** Opening Records for the task block **

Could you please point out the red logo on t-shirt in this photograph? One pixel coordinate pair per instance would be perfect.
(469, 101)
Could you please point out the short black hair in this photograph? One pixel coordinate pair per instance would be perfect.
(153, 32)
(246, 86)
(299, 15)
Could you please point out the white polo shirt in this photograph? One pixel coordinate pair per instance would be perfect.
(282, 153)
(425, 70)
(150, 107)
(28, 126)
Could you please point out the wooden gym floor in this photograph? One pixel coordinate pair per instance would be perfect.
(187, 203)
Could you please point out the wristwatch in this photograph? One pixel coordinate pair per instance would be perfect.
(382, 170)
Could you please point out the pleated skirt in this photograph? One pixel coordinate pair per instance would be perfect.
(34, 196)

** Closing Records for the task block **

Transcribe every record verbatim.

=== Response below ===
Could you please point out the red logo on t-shirt in this photograph? One pixel coordinate pair per instance would be perfect.
(469, 101)
Could you please point out the short black hair in this photograph? One pixel coordinate pair per instance would be perfect.
(153, 32)
(246, 86)
(299, 15)
Could you please point out the white polo shirt in this photograph? One pixel coordinate pair per instance would be perfect.
(282, 153)
(425, 70)
(150, 107)
(28, 126)
Could you please point out the wooden gym floor in this photograph? One pixel coordinate pair per instance would be perfect.
(187, 203)
Could you please point out the wristwatch in this photograph? One pixel coordinate pair per instance would be perfect.
(382, 170)
Could you please point out the pleated skirt in this photograph? One pixel coordinate pair per instance would be perfect.
(34, 196)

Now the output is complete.